+++ Records supplied
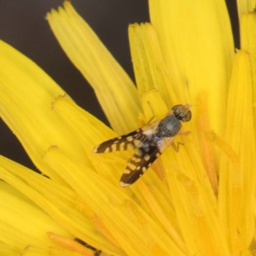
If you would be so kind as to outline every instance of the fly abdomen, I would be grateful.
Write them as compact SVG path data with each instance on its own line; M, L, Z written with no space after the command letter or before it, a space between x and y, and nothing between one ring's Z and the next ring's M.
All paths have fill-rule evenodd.
M181 128L180 121L172 115L163 118L158 125L157 135L160 137L175 136Z

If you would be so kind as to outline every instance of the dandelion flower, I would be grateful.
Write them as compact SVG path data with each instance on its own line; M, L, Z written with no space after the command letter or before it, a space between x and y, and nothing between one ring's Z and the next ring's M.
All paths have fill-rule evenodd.
M149 0L129 27L137 87L69 1L48 13L112 129L0 42L0 115L42 173L0 156L1 255L255 254L256 19L238 6L235 51L224 1ZM132 152L92 148L187 102L184 146L121 188Z

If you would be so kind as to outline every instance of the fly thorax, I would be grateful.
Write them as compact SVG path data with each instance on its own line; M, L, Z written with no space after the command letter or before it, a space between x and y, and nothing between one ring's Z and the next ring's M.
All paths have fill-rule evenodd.
M157 134L159 137L172 137L175 136L181 128L180 121L174 115L163 118L158 125Z

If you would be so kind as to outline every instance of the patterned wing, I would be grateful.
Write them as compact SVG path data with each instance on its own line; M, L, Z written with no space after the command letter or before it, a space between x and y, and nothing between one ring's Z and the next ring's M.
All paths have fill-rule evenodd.
M145 138L153 136L154 128L159 123L159 121L155 122L127 134L102 142L93 148L93 152L108 153L139 148L143 144Z
M140 147L128 160L121 177L120 186L127 187L134 183L144 174L151 164L173 143L174 138L166 137L160 139L154 136L145 139L143 147Z

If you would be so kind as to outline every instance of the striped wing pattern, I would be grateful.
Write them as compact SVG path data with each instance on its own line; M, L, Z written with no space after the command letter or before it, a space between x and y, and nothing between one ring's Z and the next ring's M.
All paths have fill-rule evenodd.
M177 147L173 140L176 135L181 135L180 122L191 120L191 105L188 104L175 105L162 120L150 123L128 134L103 142L95 147L93 152L108 153L137 148L135 154L128 160L121 177L120 186L127 187L135 182L170 145L172 145L178 152L179 144ZM182 132L182 134L188 134L188 132Z
M135 182L173 141L172 138L160 139L154 134L154 128L158 124L159 122L157 121L127 134L104 141L94 148L95 153L137 148L134 154L128 160L121 177L121 187L127 187Z

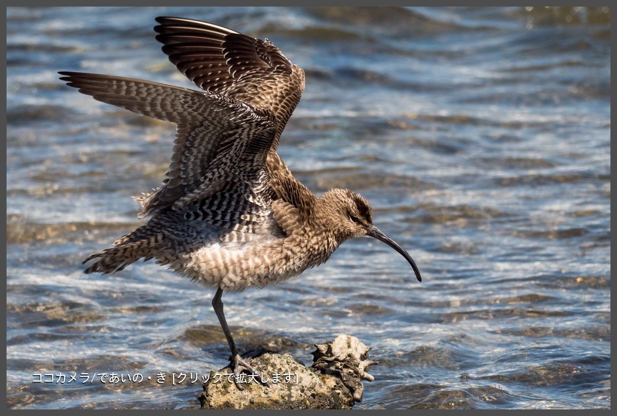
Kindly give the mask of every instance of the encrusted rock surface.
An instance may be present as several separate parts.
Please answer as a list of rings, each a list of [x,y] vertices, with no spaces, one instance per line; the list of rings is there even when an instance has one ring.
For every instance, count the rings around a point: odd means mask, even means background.
[[[339,335],[334,341],[315,344],[311,367],[289,354],[265,351],[251,359],[264,381],[247,375],[244,391],[233,382],[229,367],[210,373],[199,397],[202,409],[350,409],[362,399],[362,381],[372,381],[366,367],[369,347],[358,338]]]

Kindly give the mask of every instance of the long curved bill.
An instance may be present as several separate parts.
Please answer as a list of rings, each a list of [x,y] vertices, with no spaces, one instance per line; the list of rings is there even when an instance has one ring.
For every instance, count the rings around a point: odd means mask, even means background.
[[[378,230],[377,227],[375,225],[369,228],[366,228],[366,235],[375,237],[377,239],[383,241],[388,246],[400,253],[400,254],[405,257],[405,260],[409,262],[409,264],[412,265],[412,267],[413,268],[413,272],[416,273],[416,277],[418,278],[418,281],[422,281],[422,277],[420,276],[420,270],[418,268],[418,266],[416,265],[416,262],[413,261],[413,259],[412,259],[412,256],[409,255],[409,253],[403,249],[402,247],[397,244],[389,237]]]

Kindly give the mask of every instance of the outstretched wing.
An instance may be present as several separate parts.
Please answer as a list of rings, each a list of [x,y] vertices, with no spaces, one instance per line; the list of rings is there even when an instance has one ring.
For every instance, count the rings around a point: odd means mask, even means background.
[[[120,77],[60,72],[61,80],[95,99],[177,125],[162,186],[142,201],[139,217],[181,208],[259,175],[276,135],[268,110],[213,91],[200,92]]]
[[[200,88],[271,112],[276,119],[276,151],[304,90],[304,72],[271,42],[212,23],[157,17],[163,52]]]

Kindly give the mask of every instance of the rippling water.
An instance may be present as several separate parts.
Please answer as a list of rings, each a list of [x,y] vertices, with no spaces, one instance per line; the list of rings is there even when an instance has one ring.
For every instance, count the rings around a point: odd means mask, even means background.
[[[608,8],[7,9],[7,399],[11,408],[182,408],[229,352],[214,292],[155,264],[84,275],[138,223],[174,128],[59,70],[193,88],[159,15],[268,38],[307,74],[280,154],[316,193],[349,188],[424,279],[376,240],[225,295],[241,350],[311,361],[373,347],[356,408],[610,407]],[[37,383],[52,374],[62,380]],[[72,375],[76,380],[70,381]],[[56,381],[59,382],[56,383]]]

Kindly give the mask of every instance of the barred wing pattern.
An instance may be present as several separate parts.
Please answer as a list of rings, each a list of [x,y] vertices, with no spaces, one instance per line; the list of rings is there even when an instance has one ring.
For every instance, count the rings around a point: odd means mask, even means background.
[[[268,40],[255,39],[212,23],[157,17],[156,39],[182,73],[200,88],[268,110],[278,139],[304,90],[304,72]]]
[[[109,75],[60,73],[68,85],[95,99],[177,125],[169,170],[163,185],[144,199],[140,217],[170,206],[181,208],[236,181],[263,180],[260,172],[276,131],[268,111],[213,91]]]

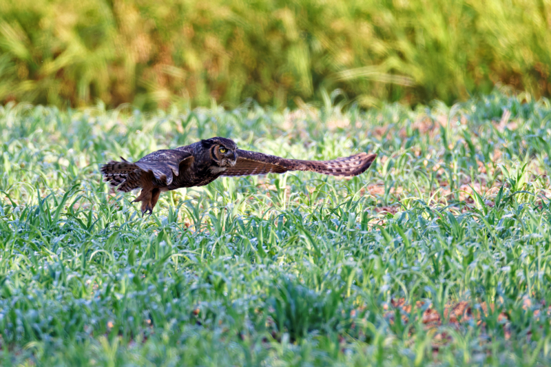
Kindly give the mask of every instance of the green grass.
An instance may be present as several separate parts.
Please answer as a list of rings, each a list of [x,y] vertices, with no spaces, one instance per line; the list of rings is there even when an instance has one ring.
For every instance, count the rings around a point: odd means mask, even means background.
[[[549,97],[550,17],[527,0],[2,0],[0,103]]]
[[[498,92],[366,112],[5,105],[1,364],[549,365],[550,116]],[[101,180],[109,159],[212,136],[379,156],[351,180],[172,191],[144,218]]]

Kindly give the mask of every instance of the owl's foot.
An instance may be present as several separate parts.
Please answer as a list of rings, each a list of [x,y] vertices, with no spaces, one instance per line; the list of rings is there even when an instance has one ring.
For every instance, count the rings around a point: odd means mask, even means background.
[[[141,211],[142,216],[146,213],[149,216],[153,213],[153,208],[157,204],[160,195],[160,190],[159,189],[142,189],[142,192],[140,193],[139,196],[132,201],[132,202],[142,202]]]

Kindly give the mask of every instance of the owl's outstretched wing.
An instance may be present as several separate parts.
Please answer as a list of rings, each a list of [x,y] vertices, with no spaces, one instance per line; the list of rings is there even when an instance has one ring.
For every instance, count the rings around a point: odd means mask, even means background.
[[[287,171],[311,171],[326,175],[357,176],[365,171],[377,157],[377,154],[360,153],[332,160],[301,160],[241,149],[238,149],[236,153],[238,156],[236,165],[227,169],[222,176],[282,174]]]
[[[194,157],[189,151],[163,149],[147,154],[137,162],[128,162],[123,157],[121,159],[122,162],[112,160],[104,165],[101,173],[112,185],[119,185],[119,191],[128,192],[154,183],[169,185],[183,166],[189,167],[193,162]],[[153,177],[147,174],[149,172]],[[154,179],[155,182],[152,182]]]

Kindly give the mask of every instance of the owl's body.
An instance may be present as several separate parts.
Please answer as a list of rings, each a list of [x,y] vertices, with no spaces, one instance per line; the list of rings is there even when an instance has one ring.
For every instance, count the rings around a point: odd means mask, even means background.
[[[141,187],[134,202],[142,213],[152,213],[162,191],[207,185],[221,176],[236,176],[312,171],[333,176],[356,176],[371,165],[376,154],[360,153],[333,160],[285,159],[237,149],[231,139],[211,138],[174,149],[147,154],[135,162],[124,158],[101,167],[106,181],[128,192]]]

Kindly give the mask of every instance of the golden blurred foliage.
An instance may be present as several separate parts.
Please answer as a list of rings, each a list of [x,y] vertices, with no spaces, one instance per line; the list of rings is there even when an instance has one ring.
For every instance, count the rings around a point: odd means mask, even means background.
[[[2,0],[0,101],[549,96],[550,22],[549,0]]]

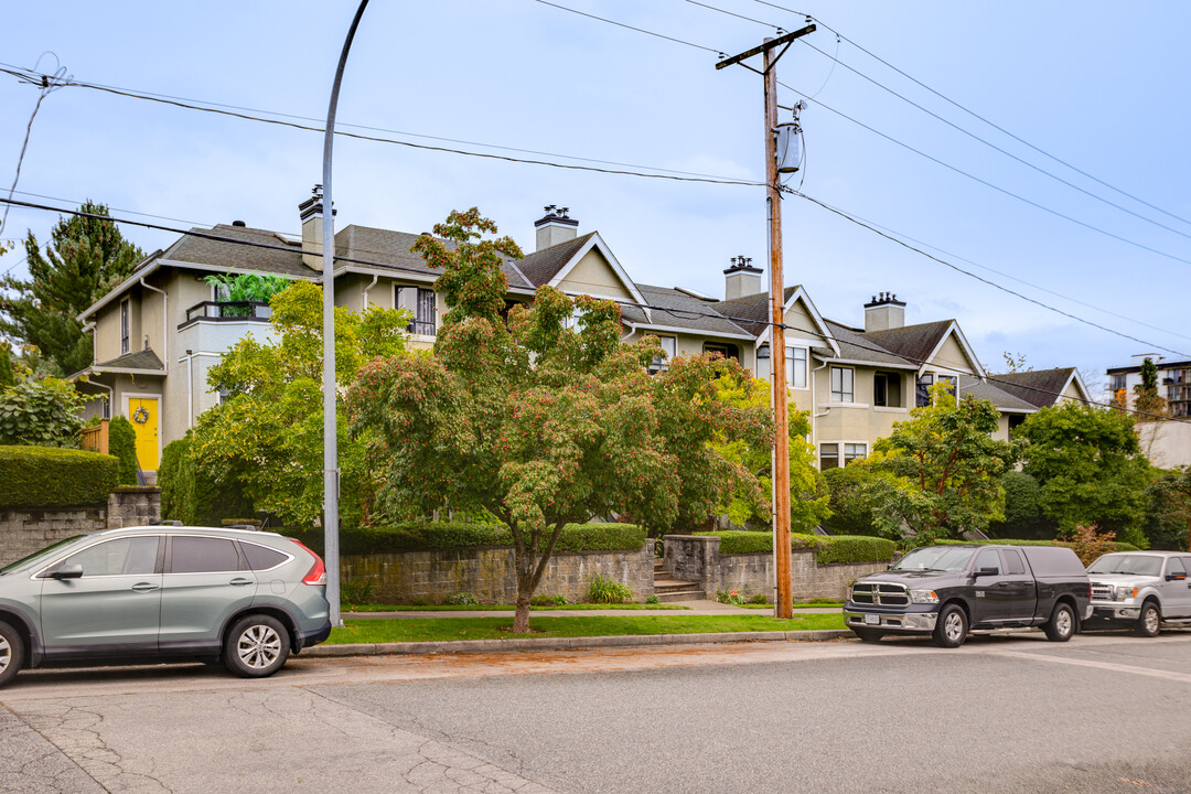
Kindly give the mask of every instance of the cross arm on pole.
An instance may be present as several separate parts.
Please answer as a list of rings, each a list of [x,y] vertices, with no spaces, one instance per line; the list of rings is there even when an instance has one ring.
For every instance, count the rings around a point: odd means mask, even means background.
[[[760,46],[754,46],[752,50],[746,50],[746,51],[741,52],[740,55],[734,55],[730,58],[724,58],[723,61],[721,61],[719,63],[716,64],[716,68],[717,69],[724,69],[727,67],[732,65],[734,63],[740,63],[741,61],[744,61],[746,58],[752,58],[754,55],[761,55],[762,52],[766,52],[768,50],[773,50],[773,49],[779,48],[779,46],[781,46],[784,44],[788,48],[790,44],[791,44],[791,42],[793,42],[794,39],[802,38],[803,36],[806,36],[809,33],[813,33],[815,30],[816,30],[815,25],[807,25],[806,27],[803,27],[802,30],[796,30],[793,33],[786,33],[785,36],[779,36],[778,38],[768,40],[765,44],[761,44]],[[780,58],[785,54],[785,51],[786,50],[782,50],[780,54],[778,54],[778,58]],[[769,64],[769,68],[773,68],[773,64],[778,62],[778,58],[773,60],[773,63]]]

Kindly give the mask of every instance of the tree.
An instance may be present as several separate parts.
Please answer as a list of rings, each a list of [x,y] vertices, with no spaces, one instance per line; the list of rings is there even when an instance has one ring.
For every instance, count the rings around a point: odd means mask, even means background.
[[[453,212],[413,250],[442,270],[448,312],[432,356],[378,360],[348,393],[356,433],[384,467],[386,518],[487,511],[513,537],[517,612],[529,606],[563,525],[611,512],[647,527],[704,521],[756,476],[712,442],[768,443],[772,415],[717,399],[717,379],[746,390],[732,360],[682,357],[656,376],[657,339],[622,344],[616,304],[542,287],[507,323],[501,257],[520,257],[476,208]],[[572,327],[566,327],[576,315]]]
[[[323,299],[298,281],[272,301],[279,339],[247,336],[207,373],[212,390],[229,394],[204,412],[191,436],[191,455],[206,476],[238,482],[257,509],[293,526],[311,526],[323,508]],[[335,311],[336,381],[345,387],[376,356],[405,354],[405,310]],[[369,508],[372,487],[364,446],[354,443],[339,413],[343,525]]]
[[[1096,524],[1147,545],[1141,526],[1149,463],[1131,415],[1064,402],[1030,414],[1016,436],[1028,442],[1023,471],[1039,481],[1039,505],[1060,533]]]
[[[107,215],[107,207],[91,201],[81,212]],[[40,246],[32,232],[25,239],[30,279],[0,277],[0,332],[36,345],[56,374],[70,375],[92,363],[91,338],[75,318],[133,270],[144,258],[139,248],[120,235],[112,220],[69,215]],[[7,294],[15,292],[15,295]]]
[[[742,409],[765,411],[769,406],[768,382],[743,383],[730,380],[716,381],[716,393],[721,401]],[[830,494],[823,475],[815,468],[815,450],[806,442],[811,434],[809,411],[790,413],[790,526],[794,532],[806,532],[822,524],[831,514]],[[772,519],[771,494],[773,493],[773,448],[754,446],[740,438],[715,444],[716,451],[725,459],[740,463],[756,475],[765,499],[755,501],[755,492],[732,494],[727,502],[716,505],[717,515],[727,515],[734,524],[763,526]]]
[[[1000,476],[1016,458],[1011,443],[992,438],[996,406],[971,396],[956,401],[946,383],[930,392],[931,404],[896,423],[862,463],[892,475],[874,493],[885,502],[873,511],[878,526],[894,534],[904,523],[918,540],[983,531],[1004,518]]]

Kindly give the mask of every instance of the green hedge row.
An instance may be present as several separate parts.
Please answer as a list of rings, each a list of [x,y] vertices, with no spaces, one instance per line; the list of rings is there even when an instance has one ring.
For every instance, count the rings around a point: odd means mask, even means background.
[[[694,532],[694,534],[719,538],[719,554],[768,554],[773,551],[771,532]],[[866,534],[798,534],[791,533],[793,549],[815,549],[821,564],[836,562],[888,562],[893,558],[896,544],[885,538]]]
[[[99,452],[0,446],[0,508],[106,505],[118,465]]]
[[[1074,548],[1073,543],[1066,543],[1064,540],[1014,540],[1014,539],[1000,539],[990,538],[989,540],[935,540],[936,545],[1005,545],[1005,546],[1067,546]],[[1140,549],[1131,543],[1125,543],[1124,540],[1114,540],[1112,545],[1116,546],[1117,551],[1140,551]]]
[[[323,554],[320,530],[281,530]],[[555,551],[636,551],[646,543],[646,531],[634,524],[567,524]],[[512,532],[497,524],[409,523],[381,527],[357,527],[339,533],[341,555],[400,554],[475,546],[511,546]],[[545,548],[545,540],[540,544]]]

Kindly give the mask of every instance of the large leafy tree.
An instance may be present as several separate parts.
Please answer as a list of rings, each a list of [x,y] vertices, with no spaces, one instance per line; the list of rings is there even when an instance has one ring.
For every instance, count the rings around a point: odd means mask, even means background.
[[[1118,540],[1146,545],[1151,467],[1133,417],[1064,402],[1030,414],[1016,434],[1028,442],[1023,470],[1039,481],[1042,513],[1060,532],[1097,524]]]
[[[108,214],[106,206],[91,201],[79,210]],[[70,375],[92,362],[91,339],[75,318],[126,279],[144,254],[102,218],[60,218],[50,239],[43,255],[30,232],[30,277],[0,279],[0,333],[36,345],[58,375]]]
[[[449,308],[434,355],[366,364],[348,411],[355,432],[375,436],[389,518],[475,509],[507,524],[524,632],[563,525],[611,512],[701,523],[734,488],[757,488],[712,442],[766,443],[772,419],[717,399],[716,379],[744,382],[734,361],[678,358],[650,376],[656,338],[622,344],[611,301],[543,287],[506,321],[501,257],[520,251],[485,237],[495,232],[472,208],[436,225],[441,239],[418,238]]]
[[[247,336],[207,373],[212,390],[229,396],[204,412],[191,454],[219,482],[237,481],[257,509],[287,525],[311,526],[323,507],[323,298],[295,282],[270,301],[276,342]],[[373,357],[403,356],[405,310],[335,312],[336,380],[345,387]],[[344,525],[369,508],[364,446],[353,442],[339,412],[339,467]]]
[[[858,462],[872,476],[860,493],[883,533],[912,534],[918,542],[984,531],[1004,518],[1002,475],[1016,457],[1014,444],[992,438],[996,406],[956,400],[947,385],[931,389],[931,404],[877,442],[874,455]],[[854,463],[853,465],[856,465]]]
++++++
§ **The task**
Pull out every line of the material that contains the word "outstretched" and copy each one in full.

§ **Reply**
Kindly give the mask of every instance of the outstretched wing.
Kindly give the mask of every instance of the owl's outstretched wing.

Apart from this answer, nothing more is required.